• ÉNONCÉ A: Pour chacune des affirmations suivantes, indiquez par oui ou par non si elle concorde avec l’extrait sur le cycle Sexpérimentaux, en citant à l’identique les mots qui tranchent. (i) Le cycle a été conçu par Nicole Brenez et Luc Vialle. (ii) Jonas Mekas a été emprisonné pour avoir réalisé Un Chant d’amour. (iii) La phrase « On ne sait pas filmer les rapports sexuels » est prononcée dans Je vous salue Sarajevo.
• ÉNONCÉ B: Prolongez l’extrait sur le cycle Sexpérimentaux de la Cinémathèque française à la suite de sa dernière phrase.

• EXTRAIT DU DOCUMENT:
----------------------------------------

Du 11 mai au 17 juin, la Cinémathèque française programme le cycle L’image des plaisirs. Sexpérimentaux concocté par Nicole Brenez et Luc Vialle, et pensé comme une réponse à l’affirmation de Jean-Luc Godard : « On ne sait pas filmer les rapports sexuels ». Face à ces « sexpérimentaux », on pense volontiers à une autre fameuse phrase de Godard prononcée dans Je vous salue Sarajevo : « Il y a la culture qui est de la règle. Il y a l’exception qui est de l’art. » Si le cinéma porno industriel et la majeure partie du cinéma narratif traditionnel disent très bien la règle, Nicole Brenez et Luc Vialle ont formidablement dit l’exception, ou plutôt, puisque « cela ne se dit pas », l’ont programmée. Nicole Brenez rappelait, lors de la soirée d’ouverture du cycle, que Jonas Mekas a été emprisonné pour avoir projeté Un Chant d’amour de Jean Genet : filmer l’exception et la montrer relèvent toujours d’un geste subversif d’opposition à un certain ordre du monde. Pour mesurer la portée politique de cette programmation, il suffit de constater les déplacements sémantiques que celle-ci produit ; les notions de « normes » et de « marges » sont rendues inopérantes, tant la pluralité des films atomise les standards et répond à pluralité des sexualités.

----------------------------------------

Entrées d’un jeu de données
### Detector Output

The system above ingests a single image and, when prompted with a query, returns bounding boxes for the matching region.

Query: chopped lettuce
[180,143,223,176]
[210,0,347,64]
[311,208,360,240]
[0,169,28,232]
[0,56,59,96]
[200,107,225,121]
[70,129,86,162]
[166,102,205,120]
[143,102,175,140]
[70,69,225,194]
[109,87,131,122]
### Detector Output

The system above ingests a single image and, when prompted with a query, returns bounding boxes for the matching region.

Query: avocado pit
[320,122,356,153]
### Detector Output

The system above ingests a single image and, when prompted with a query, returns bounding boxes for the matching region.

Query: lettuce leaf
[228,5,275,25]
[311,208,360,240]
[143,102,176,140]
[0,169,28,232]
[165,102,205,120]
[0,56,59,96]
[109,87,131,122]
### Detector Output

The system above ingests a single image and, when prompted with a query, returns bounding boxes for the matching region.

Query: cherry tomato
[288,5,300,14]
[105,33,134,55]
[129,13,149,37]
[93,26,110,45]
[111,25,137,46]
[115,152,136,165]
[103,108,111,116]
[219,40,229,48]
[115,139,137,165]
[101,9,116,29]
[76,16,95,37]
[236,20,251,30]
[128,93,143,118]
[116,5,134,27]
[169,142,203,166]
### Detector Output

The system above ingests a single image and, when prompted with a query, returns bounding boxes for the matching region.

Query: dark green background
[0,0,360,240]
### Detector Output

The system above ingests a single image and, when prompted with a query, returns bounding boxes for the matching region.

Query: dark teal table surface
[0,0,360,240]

----------------------------------------

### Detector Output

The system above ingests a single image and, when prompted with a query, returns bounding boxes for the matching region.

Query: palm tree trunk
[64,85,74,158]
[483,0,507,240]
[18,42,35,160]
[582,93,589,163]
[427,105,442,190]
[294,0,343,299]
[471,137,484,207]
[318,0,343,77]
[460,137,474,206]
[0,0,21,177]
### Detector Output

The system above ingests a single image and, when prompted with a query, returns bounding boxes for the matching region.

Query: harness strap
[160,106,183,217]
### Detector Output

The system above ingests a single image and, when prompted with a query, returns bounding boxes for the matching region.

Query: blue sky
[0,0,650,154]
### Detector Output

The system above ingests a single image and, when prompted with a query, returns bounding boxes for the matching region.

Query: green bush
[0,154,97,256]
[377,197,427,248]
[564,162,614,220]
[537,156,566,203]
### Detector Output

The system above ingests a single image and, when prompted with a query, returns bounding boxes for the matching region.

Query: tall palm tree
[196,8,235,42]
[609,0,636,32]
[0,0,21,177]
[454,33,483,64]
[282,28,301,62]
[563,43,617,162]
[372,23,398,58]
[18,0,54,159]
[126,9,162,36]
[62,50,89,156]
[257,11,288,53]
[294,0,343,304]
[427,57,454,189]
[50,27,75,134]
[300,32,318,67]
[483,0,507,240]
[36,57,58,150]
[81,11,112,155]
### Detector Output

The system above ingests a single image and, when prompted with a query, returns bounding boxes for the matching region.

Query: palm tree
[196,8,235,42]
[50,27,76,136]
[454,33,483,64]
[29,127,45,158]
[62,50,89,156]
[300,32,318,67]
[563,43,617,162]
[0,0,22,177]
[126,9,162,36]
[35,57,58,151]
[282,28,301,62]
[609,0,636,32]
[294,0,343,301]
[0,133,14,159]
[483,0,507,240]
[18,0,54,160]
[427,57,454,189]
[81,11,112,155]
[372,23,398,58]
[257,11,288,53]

----------------------------------------

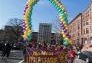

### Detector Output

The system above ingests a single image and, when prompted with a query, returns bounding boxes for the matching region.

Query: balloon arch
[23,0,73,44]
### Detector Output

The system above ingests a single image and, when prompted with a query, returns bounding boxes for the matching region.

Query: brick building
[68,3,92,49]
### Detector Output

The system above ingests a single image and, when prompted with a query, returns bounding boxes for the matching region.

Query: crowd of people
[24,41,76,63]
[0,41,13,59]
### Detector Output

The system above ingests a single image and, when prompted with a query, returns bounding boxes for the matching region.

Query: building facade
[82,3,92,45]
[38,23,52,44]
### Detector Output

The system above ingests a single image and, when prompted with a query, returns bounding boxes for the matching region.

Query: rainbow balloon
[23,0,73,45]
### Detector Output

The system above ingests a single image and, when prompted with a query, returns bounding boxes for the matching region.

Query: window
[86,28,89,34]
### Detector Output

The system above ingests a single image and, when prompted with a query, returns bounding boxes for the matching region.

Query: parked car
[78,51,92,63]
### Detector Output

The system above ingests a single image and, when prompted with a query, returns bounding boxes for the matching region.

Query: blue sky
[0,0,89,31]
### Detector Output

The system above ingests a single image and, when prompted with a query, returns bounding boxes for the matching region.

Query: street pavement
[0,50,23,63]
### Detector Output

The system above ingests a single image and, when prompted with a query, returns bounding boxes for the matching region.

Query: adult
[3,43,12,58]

----------------------------------------

• RÉPONSE RÉDIGÉE A:
(i) Oui : « concocté par Nicole Brenez et Luc Vialle ».
(ii) Non : « emprisonné pour avoir projeté Un Chant d’amour de Jean Genet ».
(iii) Non : « une autre fameuse phrase de Godard prononcée dans Je vous salue Sarajevo : « Il y a la culture qui est de la règle. Il y a l’exception qui est de l’art. » ».

• RÉPONSE RÉDIGÉE B:
Si ces œuvres se démarquent, c’est peut-être d’abord au regard de la prolifération des images pornographiques que l’on connaît aujourd’hui. Sur ce point, l’un des films présentés en ouverture du cycle propose très concrètement un négatif du cinéma porno dominant. Dans The Day I’ve Been Fucked in Front of the Entire World (2021), Léolo Victor-Pujebet se réapproprie des plans pornographiques qu’il a lui-même tournés pour un grand studio grâce au traitement négatif des images. L’intervention esthétique transforme les deux êtres à l’écran en auras luminescentes traversées par une même énergie solaire. Puisque l’ombre devient lumière, chaque contact vient illuminer la peau de l’autre : les plans hard se transforment en halos éblouissants, tandis que les caresses embrasent les silhouettes, figurant l’extase produite par leur alchimie. Tel est l’un des enjeux figuratifs de la représentation du sexe au cinéma : aller au-delà de la surface des corps pour saisir une expérience intérieure, faite d’affects et de sensations. De cette difficulté découle deux écueils principaux : d’un côté, le cinéma porno limite le sexe à une mécanique, de l’autre, le cinéma narratif traditionnel le réduit à un ensemble de signes et d’ellipses participant d’une imagerie érotique convenue. À l’inverse, les cinéastes « sexpérimentaux » entendent interroger les puissances propres du médium filmique pour explorer toutes les dimensions qu’il recouvre.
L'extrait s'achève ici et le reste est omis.